Extract, from the records beneath this instruction, each line that contains the word "closing".

——

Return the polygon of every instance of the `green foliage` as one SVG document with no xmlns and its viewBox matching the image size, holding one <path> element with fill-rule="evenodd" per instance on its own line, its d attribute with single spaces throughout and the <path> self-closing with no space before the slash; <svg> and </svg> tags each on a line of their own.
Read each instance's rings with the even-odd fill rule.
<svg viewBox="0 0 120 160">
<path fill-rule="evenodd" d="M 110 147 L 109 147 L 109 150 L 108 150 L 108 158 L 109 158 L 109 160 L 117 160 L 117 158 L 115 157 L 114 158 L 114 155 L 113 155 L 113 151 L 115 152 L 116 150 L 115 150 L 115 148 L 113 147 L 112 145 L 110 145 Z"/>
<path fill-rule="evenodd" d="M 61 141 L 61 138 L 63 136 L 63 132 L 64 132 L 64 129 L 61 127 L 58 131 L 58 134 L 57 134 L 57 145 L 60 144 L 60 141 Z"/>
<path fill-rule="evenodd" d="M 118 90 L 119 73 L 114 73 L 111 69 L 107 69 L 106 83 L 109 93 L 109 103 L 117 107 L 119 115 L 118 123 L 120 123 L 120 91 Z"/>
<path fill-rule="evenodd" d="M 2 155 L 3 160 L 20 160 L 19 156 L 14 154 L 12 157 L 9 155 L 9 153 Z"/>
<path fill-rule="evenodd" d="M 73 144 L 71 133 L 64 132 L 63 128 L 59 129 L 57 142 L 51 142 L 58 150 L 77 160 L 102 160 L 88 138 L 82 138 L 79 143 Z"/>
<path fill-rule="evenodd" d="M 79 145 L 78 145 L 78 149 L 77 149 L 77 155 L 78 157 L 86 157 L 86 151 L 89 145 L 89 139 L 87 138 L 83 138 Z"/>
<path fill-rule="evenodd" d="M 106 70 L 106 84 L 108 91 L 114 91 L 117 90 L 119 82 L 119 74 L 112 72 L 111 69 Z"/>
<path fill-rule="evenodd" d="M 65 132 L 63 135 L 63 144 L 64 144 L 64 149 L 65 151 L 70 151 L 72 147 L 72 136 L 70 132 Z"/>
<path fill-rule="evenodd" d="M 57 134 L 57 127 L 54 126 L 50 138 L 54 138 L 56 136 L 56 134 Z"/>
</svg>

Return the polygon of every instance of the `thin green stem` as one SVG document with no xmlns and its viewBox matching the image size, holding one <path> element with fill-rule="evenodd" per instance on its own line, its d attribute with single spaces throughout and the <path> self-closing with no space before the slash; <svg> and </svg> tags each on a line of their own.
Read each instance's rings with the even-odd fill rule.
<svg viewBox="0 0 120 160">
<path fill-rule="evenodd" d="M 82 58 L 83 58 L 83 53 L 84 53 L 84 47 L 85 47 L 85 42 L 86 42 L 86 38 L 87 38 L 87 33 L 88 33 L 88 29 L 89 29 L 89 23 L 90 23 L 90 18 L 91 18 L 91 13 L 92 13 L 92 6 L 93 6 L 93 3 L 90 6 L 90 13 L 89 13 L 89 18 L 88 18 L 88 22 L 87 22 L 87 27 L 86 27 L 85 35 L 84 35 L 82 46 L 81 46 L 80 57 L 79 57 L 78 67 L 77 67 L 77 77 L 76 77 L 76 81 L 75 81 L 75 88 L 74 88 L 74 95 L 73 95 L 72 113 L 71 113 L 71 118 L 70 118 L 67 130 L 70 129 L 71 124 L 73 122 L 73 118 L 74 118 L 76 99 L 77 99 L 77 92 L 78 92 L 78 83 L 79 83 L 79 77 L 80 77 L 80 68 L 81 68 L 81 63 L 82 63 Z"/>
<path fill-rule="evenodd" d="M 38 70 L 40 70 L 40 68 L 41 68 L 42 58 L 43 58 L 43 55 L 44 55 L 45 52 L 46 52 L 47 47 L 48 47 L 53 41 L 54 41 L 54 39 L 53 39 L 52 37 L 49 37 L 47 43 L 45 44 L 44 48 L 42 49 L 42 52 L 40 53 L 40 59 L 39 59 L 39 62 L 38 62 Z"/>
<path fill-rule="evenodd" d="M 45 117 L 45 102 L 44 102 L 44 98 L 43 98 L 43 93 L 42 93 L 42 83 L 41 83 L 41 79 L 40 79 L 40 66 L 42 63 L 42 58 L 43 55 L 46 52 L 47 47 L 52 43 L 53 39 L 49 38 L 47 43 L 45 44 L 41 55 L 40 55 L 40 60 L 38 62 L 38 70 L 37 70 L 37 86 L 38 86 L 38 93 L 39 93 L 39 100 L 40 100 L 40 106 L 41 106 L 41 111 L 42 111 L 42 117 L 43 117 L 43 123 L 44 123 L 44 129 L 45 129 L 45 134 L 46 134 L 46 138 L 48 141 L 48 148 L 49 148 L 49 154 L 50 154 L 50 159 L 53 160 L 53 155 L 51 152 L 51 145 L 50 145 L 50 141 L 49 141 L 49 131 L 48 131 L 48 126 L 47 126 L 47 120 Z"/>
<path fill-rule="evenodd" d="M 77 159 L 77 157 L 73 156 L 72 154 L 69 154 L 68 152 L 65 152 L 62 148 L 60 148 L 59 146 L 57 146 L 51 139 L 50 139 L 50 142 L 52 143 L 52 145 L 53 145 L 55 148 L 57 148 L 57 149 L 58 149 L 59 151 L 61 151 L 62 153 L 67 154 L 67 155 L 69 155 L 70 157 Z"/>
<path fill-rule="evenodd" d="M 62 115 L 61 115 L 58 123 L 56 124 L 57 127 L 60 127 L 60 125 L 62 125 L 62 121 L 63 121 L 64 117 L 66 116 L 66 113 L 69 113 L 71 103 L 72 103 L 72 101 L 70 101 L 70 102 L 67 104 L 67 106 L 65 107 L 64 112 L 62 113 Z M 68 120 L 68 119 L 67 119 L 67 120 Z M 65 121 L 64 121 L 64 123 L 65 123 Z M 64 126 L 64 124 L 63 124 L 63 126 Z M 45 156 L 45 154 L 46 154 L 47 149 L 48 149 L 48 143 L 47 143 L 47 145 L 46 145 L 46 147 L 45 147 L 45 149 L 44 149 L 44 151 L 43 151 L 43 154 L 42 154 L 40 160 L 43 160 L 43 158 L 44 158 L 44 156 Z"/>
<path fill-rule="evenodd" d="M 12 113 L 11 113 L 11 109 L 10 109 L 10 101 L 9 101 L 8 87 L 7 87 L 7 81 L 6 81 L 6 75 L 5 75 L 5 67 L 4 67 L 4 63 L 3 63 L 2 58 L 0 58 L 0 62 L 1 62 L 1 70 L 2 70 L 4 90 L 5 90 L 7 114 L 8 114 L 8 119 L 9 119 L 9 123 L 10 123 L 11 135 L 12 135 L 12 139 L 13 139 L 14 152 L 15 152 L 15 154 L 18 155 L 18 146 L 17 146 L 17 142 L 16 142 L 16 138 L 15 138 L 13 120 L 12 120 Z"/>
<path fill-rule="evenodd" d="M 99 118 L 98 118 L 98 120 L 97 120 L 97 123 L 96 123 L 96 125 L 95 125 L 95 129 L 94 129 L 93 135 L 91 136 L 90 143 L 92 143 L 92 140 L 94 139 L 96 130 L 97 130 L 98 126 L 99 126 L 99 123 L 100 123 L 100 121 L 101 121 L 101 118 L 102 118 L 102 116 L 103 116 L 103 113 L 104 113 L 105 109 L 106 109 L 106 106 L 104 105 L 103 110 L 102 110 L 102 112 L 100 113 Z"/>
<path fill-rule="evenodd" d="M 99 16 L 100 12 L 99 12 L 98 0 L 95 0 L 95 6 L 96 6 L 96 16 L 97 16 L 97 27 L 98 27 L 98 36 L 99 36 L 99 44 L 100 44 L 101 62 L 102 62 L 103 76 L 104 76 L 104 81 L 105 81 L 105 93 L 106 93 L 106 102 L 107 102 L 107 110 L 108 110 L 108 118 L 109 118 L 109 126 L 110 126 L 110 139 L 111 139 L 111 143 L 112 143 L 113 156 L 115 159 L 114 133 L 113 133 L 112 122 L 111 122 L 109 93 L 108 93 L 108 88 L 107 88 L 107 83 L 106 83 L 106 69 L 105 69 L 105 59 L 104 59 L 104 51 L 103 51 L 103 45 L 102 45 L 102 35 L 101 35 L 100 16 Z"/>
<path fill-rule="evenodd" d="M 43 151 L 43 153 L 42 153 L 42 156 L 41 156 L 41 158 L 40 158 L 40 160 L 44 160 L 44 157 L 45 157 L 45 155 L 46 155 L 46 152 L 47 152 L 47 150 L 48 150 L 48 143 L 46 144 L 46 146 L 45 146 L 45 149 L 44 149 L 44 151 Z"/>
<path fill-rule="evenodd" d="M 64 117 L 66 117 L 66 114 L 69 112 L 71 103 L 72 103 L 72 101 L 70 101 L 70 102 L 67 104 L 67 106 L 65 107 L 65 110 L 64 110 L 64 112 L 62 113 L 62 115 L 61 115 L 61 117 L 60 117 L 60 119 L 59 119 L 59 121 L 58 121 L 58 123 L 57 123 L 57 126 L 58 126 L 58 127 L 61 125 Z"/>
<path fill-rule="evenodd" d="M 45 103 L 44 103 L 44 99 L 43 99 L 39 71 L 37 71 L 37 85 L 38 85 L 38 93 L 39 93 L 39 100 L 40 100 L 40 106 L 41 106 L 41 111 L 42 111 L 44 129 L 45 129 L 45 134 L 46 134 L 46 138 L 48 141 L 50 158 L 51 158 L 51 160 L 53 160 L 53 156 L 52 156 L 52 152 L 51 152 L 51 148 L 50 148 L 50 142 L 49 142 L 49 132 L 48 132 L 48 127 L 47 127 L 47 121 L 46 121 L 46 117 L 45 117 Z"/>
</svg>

——

**Written response**
Return the polygon of every instance of the `green foliage` as one SVG document with no xmlns and its viewBox matching the image size, holding one <path> element with fill-rule="evenodd" per instance on its own line, its d attribute with single spaces throughout and the <path> self-closing with no space before the slash; <svg> and </svg> tags each on a line of their own.
Return the polygon of every instance of the `thin green stem` as one SVG document with no xmlns and its viewBox matching the image size, holding one <path> element with fill-rule="evenodd" per instance on its own line, its d attribute with single spaces throughout and the <path> self-closing with no space before the slash; <svg> and </svg> tags each on a line of their own.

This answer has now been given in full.